§ **REQUIREMENTS**: All of the material below is to be returned exactly.

─── EXTRACTED MATERIAL

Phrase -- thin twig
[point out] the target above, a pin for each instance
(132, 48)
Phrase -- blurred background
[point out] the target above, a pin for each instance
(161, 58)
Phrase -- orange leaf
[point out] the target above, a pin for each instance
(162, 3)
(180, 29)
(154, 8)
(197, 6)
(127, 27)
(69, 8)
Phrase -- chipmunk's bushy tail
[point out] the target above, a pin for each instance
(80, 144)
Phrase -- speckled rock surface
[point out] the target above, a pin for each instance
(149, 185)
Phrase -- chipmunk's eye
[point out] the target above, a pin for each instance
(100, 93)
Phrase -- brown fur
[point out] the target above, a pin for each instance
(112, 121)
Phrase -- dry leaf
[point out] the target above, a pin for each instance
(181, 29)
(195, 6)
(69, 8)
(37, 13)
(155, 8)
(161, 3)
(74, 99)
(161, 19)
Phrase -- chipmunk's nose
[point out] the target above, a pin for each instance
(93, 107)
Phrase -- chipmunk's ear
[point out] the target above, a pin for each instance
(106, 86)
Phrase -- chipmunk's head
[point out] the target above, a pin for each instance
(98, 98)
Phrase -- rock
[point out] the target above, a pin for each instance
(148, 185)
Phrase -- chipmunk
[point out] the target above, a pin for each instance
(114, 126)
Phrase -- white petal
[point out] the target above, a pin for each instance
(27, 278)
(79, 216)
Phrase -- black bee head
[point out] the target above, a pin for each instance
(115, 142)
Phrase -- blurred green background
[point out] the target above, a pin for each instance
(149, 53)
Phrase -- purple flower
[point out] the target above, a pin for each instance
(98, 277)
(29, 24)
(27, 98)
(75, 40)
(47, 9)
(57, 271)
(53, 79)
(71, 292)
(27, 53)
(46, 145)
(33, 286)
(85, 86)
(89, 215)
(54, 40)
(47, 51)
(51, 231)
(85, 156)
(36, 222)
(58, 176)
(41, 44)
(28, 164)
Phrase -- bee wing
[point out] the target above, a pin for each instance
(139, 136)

──────

§ **ANSWER BELOW**:
Phrase -- thin twig
[point out] the target above, a pin for each instance
(132, 48)
Phrase -- blurred background
[point out] the target above, a pin for each instance
(161, 58)
Phrase -- orange leaf
[point out] the target above, a pin for each instance
(162, 3)
(180, 29)
(154, 8)
(197, 6)
(127, 27)
(69, 8)
Phrase -- chipmunk's bushy tail
[point out] the target above, a pin for each instance
(80, 144)
Phrase -- speckled rock surface
[point out] the target above, a pin for each instance
(149, 185)
Phrase -- chipmunk's eye
[point out] the target above, a pin for each instance
(100, 93)
Phrase -- brown fur
[point out] the target above, a pin for each instance
(112, 121)
Phrase -- dry leaf
[point out] the target above, a pin for each instance
(181, 29)
(195, 6)
(69, 8)
(37, 13)
(155, 8)
(161, 3)
(74, 99)
(161, 19)
Phrase -- chipmunk's nose
[point out] the target above, a pin for each instance
(93, 107)
Phrase -- chipmunk's ear
[point out] the target above, a pin for each instance
(106, 86)
Phrase -- chipmunk's head
[point out] the target above, a pin for each instance
(98, 98)
Phrase -- rock
[point out] the target above, a pin for each instance
(148, 185)
Phrase -- chipmunk
[point out] the target above, a pin for each instance
(114, 126)
Phrase -- white petal
[point out] the target above, a pin for each instance
(27, 278)
(79, 216)
Phrase -- black bee head
[point out] the target above, a pin for each instance
(115, 142)
Phrase -- blurred green background
[point out] the target above, a pin for each instance
(149, 53)
Phrase -- purple flower
[point out] the target above, a pin for each instance
(98, 277)
(29, 24)
(27, 98)
(75, 40)
(47, 9)
(57, 271)
(53, 79)
(71, 292)
(27, 53)
(46, 145)
(33, 286)
(85, 86)
(89, 215)
(54, 40)
(47, 51)
(51, 231)
(85, 156)
(36, 222)
(58, 176)
(41, 44)
(28, 164)
Phrase -- bee wing
[point out] the target above, a pin for each instance
(139, 136)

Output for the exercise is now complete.